* _Exercise details_: The records sit below. Return every line in them that holds the word "white".

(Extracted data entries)
----

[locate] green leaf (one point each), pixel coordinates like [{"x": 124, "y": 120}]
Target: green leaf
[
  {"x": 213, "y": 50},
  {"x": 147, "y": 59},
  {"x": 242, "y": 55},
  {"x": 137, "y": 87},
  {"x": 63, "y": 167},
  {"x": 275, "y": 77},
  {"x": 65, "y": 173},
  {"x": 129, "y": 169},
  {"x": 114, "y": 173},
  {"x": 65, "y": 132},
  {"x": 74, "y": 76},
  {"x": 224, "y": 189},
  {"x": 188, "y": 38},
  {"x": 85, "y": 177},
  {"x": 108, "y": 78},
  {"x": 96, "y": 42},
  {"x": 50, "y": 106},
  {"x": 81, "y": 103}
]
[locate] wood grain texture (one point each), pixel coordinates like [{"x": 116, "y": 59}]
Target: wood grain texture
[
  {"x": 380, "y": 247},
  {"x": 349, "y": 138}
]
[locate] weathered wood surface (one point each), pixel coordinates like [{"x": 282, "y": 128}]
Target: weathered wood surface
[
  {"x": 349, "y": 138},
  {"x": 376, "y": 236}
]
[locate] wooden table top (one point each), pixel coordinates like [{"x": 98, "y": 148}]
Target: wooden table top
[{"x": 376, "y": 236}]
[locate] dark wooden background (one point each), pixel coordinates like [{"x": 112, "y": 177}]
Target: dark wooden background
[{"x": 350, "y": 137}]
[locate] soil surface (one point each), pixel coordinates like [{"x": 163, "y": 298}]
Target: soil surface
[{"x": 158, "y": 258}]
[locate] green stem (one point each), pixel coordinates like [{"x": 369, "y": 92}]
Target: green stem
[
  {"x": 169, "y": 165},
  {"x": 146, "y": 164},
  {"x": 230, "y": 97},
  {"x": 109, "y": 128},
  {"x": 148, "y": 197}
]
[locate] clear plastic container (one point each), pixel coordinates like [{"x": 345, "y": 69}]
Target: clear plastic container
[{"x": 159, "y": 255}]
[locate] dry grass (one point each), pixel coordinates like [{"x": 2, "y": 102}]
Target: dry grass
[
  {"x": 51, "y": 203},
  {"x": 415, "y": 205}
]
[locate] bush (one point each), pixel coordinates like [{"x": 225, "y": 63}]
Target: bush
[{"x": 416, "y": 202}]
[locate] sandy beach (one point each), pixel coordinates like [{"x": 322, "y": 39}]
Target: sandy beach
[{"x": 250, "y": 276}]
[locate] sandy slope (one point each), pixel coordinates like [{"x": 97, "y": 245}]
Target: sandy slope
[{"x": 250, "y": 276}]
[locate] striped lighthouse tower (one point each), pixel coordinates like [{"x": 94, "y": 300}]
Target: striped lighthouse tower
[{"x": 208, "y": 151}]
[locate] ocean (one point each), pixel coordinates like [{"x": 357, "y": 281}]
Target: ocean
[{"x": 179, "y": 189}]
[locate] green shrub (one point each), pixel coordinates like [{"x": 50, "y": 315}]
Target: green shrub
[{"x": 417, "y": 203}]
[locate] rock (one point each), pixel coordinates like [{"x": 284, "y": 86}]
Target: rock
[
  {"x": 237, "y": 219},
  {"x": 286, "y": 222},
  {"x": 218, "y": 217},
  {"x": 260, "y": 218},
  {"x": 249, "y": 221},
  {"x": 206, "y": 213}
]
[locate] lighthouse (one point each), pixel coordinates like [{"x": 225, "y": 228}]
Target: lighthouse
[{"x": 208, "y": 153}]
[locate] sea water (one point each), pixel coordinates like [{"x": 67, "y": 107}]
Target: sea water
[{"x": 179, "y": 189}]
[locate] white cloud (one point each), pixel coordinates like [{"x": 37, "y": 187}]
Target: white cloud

----

* _Result for this exercise_:
[locate] white cloud (one point each), pixel coordinates like [{"x": 37, "y": 187}]
Target: white cloud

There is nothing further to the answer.